● Exercise set
1: Can you condense the paragraph in the interview transcript that begins "A very good point to segue into" into a short bulleted list of its main points?
2: Could you reproduce verbatim the part of the interview transcript that opens with the words containing "Sandeep Bharathi: A" and closes with "seat 50 passengers."?

Ron Westfall: Yes, it’s very exciting times and I think one thing that people are very interested in hearing about is, for example, AI’s impact on Moore’s law. And first of all, can you explain what is Moore’s law and from your view, what is going to be different about Moore’s law as AI unfolds?

Sandeep Bharathi: Yeah, great question. I think Moore’s law, as you know, is not a physical law. It was an observation by Dr. Gordon Moore in the sixties when he published and he saw the trend that computing power doubles at the rate of 18 months to two years. And over the period of the last four or five decades, that has been right. And now as we move to the limits of semiconductor scaling, which means every process geometry by classical scaling meant that if you were say, let’s go back to 28 nanometer going to 20 or 16 nanometer, you could pack in two times the number of transistors in a given square millimeter or a DAI. But as we have gone to 5 nanometer, 3 nanometer and 2 nanometer in advanced CMOS, it’s slowing down, it’s still there. People go to advanced technologies for three reasons. One is to pack more transistors in a given piece of silicon. The other one is higher performance for the silicon that you pack in. And the third is energy efficiency or the lower power. Those are the three reasons. But because the limits of physics are almost being reached, there are newer innovations for transistors. So we had Planar transistors that went to FinFET. Now there are what they call the Gate-all-around transistors or nano sheets and it’ll soon be some other material. But you also have to integrate a number of these silicon chips into 3D stacking to advance the scaling in a way or to keep the Moore’s Law alive as well as packaging strategies of 2 1/2D, 3D stacking, with the Chip-on-Wafer-on-Substrate activities. Those are aspects, that is what AI also is bringing it up to how much more can we pack and how much more can we get in and out of the package.

Ron Westfall: Yes, no, I agree. I think packaging is going to be a huge differentiator for how silicon is selected. And I think that is an excellent historical overview of Moore’s Law and what is going on today. Forward-looking Moore, what is Marvell doing to first of all take advantage of these capabilities and also specifically in relation to IP networking capabilities?

Sandeep Bharathi: A very good point to segue into is I want to move from what we talk about compute in AI to really the data movement. So advanced technologies allow us to actually give the power efficiency low energy for data movement. But what is also happening is the analog mix signal characteristics or the scaling, for example, the caches of the SRAM or the SerDes or the serializer/deserializer architectures. They’re not scaling as effectively as digital circuits. So what we need to do is really increase the bandwidth through different signaling mechanisms. One way I will, just to explain is if you have a 10 lane highway, you can only send so many cars at a time with so many passengers. But one way to double the number of passengers is, for example, go from two-seater passenger car to an SUV which seats six or a double-decker bus, which would probably seat 50 passengers.

● Available data
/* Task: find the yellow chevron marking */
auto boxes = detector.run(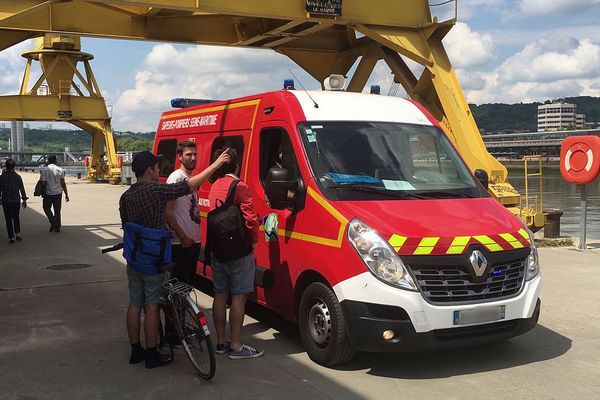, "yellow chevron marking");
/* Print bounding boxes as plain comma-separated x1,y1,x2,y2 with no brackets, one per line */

● Outputs
1:
- The discussion shifts from compute in AI to data movement.
- Advanced technologies deliver power efficiency and low energy for data movement.
- Analog mixed-signal parts, such as SRAM caches and SerDes (serializer/deserializer) architectures, do not scale as effectively as digital circuits.
- Bandwidth therefore has to be increased through different signaling mechanisms.
- Analogy: a 10-lane highway can carry only so many cars and passengers at once. Moving from two-seater cars to six-seat SUVs or double-decker buses holding about 50 passengers multiplies the number of passengers.

2:
Sandeep Bharathi: A very good point to segue into is I want to move from what we talk about compute in AI to really the data movement. So advanced technologies allow us to actually give the power efficiency low energy for data movement. But what is also happening is the analog mix signal characteristics or the scaling, for example, the caches of the SRAM or the SerDes or the serializer/deserializer architectures. They’re not scaling as effectively as digital circuits. So what we need to do is really increase the bandwidth through different signaling mechanisms. One way I will, just to explain is if you have a 10 lane highway, you can only send so many cars at a time with so many passengers. But one way to double the number of passengers is, for example, go from two-seater passenger car to an SUV which seats six or a double-decker bus, which would probably seat 50 passengers.